Records from a data source —
========
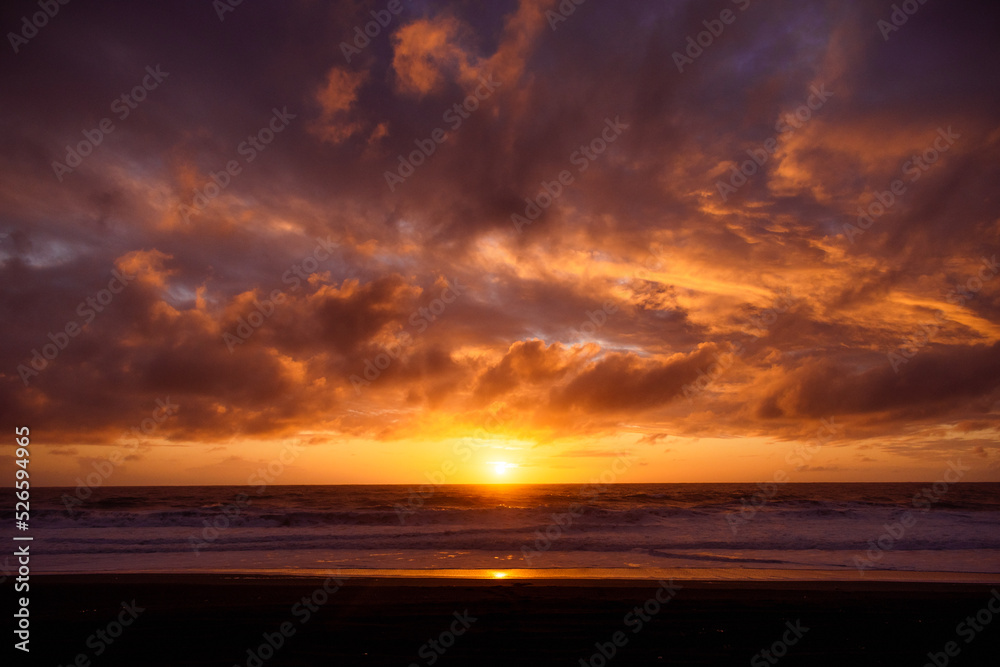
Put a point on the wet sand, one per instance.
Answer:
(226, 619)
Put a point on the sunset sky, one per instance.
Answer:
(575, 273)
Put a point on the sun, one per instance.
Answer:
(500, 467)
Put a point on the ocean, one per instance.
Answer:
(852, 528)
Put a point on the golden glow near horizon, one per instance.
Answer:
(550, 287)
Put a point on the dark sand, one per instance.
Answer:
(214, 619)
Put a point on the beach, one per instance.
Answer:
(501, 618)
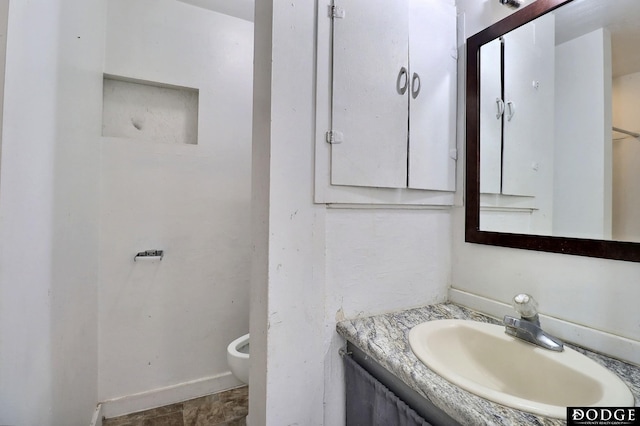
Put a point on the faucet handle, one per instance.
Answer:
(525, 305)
========
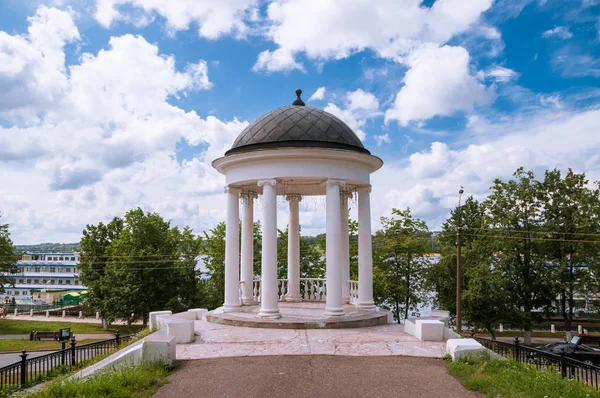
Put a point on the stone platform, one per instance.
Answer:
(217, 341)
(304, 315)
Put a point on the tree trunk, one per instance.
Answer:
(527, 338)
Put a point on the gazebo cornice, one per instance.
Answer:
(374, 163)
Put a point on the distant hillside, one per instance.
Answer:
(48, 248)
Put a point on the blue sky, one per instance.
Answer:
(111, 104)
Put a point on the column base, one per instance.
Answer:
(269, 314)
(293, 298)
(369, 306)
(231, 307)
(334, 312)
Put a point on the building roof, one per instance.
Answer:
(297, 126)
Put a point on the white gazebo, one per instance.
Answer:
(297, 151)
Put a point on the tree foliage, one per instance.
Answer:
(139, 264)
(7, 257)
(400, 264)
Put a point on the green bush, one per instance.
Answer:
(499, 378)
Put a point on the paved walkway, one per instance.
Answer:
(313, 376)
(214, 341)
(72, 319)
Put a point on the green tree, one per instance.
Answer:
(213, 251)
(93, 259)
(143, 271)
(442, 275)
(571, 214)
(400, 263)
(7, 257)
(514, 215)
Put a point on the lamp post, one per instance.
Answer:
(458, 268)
========
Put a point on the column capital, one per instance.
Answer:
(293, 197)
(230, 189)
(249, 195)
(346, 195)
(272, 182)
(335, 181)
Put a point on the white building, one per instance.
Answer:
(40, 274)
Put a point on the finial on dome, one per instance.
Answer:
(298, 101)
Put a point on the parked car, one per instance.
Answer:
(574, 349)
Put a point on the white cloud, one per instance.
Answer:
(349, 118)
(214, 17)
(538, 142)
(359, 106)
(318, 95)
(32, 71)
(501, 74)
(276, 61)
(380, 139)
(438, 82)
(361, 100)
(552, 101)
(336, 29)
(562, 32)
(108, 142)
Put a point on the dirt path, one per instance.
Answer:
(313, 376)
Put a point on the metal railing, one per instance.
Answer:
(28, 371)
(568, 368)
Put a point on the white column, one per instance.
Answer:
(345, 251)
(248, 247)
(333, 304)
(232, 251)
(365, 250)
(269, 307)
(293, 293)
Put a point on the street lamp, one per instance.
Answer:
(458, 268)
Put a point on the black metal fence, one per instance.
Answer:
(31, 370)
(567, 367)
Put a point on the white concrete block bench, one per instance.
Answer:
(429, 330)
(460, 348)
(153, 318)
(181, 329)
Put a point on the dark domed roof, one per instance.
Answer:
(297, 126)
========
Where does the word "metal" appear in the records? Copy every line that holds it.

Put a point on the metal railing, one per instance.
Put a point on the black metal fence, one per instance.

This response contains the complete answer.